■ GIVEN PROBLEM ■
Return every line in the records below that contains the string "script".

BEGIN GIVEN ENTRIES

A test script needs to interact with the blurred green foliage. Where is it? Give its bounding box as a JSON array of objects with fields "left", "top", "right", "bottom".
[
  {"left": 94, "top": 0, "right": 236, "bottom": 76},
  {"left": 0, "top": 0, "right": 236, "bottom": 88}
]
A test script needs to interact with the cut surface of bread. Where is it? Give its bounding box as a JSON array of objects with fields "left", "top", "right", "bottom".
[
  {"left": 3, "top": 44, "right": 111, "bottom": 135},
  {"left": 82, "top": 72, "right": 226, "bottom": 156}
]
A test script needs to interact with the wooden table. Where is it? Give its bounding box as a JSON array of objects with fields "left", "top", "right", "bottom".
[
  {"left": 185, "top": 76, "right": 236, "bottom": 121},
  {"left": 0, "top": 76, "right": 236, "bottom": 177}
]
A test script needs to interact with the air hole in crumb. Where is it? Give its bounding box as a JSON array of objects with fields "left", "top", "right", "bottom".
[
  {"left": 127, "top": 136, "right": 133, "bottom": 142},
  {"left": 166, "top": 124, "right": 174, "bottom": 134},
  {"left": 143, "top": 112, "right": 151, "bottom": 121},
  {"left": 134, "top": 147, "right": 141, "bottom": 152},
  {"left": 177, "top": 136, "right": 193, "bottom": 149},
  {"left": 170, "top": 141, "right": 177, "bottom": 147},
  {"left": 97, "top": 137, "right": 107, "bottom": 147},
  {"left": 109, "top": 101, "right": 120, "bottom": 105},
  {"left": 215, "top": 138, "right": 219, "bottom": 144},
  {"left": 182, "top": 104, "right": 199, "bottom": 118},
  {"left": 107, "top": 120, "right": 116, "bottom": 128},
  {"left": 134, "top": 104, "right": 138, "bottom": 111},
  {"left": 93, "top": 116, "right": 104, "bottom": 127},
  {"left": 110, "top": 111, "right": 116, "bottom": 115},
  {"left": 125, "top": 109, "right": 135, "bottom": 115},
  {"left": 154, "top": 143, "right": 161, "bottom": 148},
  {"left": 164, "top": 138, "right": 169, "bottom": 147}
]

END GIVEN ENTRIES

■ FINAL RESULT ■
A test script needs to interact with the blurred green foliage. Where is it? Give its bounding box as a JSON array of objects with fields "left", "top", "right", "bottom".
A test script needs to interact with the cut surface of bread. Where is it? Give its bounding box as a JSON array of objects with fields "left", "top", "right", "bottom".
A test script needs to interact with the wooden table. Where is it? Give its bounding box as a JSON array of objects with fields "left", "top", "right", "bottom".
A test script needs to interact with the air hole in crumb. Where is it? Give its bounding box as a JSON array of objects with fields "left", "top", "right", "bottom".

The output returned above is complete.